***** Excerpted text *****
# How much HP can a 14ft Kennedy craft handle?



## Austin Smith

Hey guys I've been looking for a 14ft Kennedy craft hull to mount my 50HP OMC short shaft on. Has anyone put this much HP on one of those hulls? I'm worried about how much freeboard I will have at the transom when it is in the water.


----------



## BassFlats

Sounds like too much hp and weight to me. I imagine you could get plenty of performance with a 20 to 25.


----------



## hipshot

There is a formula used to figure all of that. I haven't messed with it in years, but I'm sure you can find it online.


----------



## Austin Smith

I hate to get rid of the motor. It's pushing 150 psi on both cylinders and runs great. You are right though it's probably too much weight.


----------



## mro

https://www.microskiff.com/threads/old-kennedy-kraft.48152/

50 seems a little over kill to me...


----------



## dranrab

If it is the little V hull skiff, 20-25 HP is what most of the skiffs like that were rated for. There were 6-7 makers that built essentially the same skiff.


----------



## Austin Smith

dranrab said:


> If it is the little V hull skiff, 20-25 HP is what most of the skiffs like that were rated for. There were 6-7 makers that built essentially the same skiff.
***** Data entries *****
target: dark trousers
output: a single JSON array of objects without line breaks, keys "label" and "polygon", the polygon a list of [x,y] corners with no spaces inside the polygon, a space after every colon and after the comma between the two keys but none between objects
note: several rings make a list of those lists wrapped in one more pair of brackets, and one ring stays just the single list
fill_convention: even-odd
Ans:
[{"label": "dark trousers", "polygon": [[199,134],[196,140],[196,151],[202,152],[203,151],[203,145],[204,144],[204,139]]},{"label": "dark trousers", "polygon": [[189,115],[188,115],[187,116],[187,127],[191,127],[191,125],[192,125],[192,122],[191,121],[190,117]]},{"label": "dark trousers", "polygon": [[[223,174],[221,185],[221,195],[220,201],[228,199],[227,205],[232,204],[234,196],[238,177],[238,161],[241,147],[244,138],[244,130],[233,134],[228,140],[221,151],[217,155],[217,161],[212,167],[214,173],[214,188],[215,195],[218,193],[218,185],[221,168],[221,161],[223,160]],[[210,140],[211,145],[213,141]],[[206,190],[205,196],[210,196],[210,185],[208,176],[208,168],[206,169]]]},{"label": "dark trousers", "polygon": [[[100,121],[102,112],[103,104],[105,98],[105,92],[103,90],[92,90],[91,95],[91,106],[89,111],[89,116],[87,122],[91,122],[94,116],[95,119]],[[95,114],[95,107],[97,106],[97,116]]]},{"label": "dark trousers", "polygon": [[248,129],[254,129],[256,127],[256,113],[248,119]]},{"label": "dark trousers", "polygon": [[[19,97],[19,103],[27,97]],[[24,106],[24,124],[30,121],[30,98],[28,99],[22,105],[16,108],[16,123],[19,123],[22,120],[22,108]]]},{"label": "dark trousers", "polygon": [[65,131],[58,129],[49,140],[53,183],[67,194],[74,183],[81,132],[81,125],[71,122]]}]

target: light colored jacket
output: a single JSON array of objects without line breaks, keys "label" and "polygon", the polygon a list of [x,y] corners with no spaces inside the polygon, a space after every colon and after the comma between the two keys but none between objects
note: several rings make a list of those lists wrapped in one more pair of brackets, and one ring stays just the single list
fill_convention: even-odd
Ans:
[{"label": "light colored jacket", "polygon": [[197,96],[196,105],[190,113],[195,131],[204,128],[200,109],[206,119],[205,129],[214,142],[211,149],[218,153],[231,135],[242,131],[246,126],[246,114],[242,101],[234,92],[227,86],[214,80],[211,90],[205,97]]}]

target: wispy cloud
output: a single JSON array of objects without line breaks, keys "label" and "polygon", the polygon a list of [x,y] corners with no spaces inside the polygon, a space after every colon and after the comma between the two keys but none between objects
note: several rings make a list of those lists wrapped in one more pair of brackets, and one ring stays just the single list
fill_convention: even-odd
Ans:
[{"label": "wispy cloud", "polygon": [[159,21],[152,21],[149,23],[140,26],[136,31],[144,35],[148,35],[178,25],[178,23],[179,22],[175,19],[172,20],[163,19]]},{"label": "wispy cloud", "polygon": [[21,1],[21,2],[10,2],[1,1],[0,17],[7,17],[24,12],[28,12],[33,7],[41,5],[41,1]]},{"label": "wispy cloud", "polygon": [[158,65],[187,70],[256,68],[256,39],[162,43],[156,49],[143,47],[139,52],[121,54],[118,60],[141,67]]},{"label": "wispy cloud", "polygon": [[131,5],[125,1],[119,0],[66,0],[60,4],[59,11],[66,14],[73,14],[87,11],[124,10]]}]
*****
• Task details:
From the forum thread on the 14ft Kennedy craft, repeat the passage that starts at the words "I hate to get" and stops after "kill to me...".

• Result of the exercise:
I hate to get rid of the motor. It's pushing 150 psi on both cylinders and runs great. You are right though it's probably too much weight.


----------



## mro

https://www.microskiff.com/threads/old-kennedy-kraft.48152/

50 seems a little over kill to me...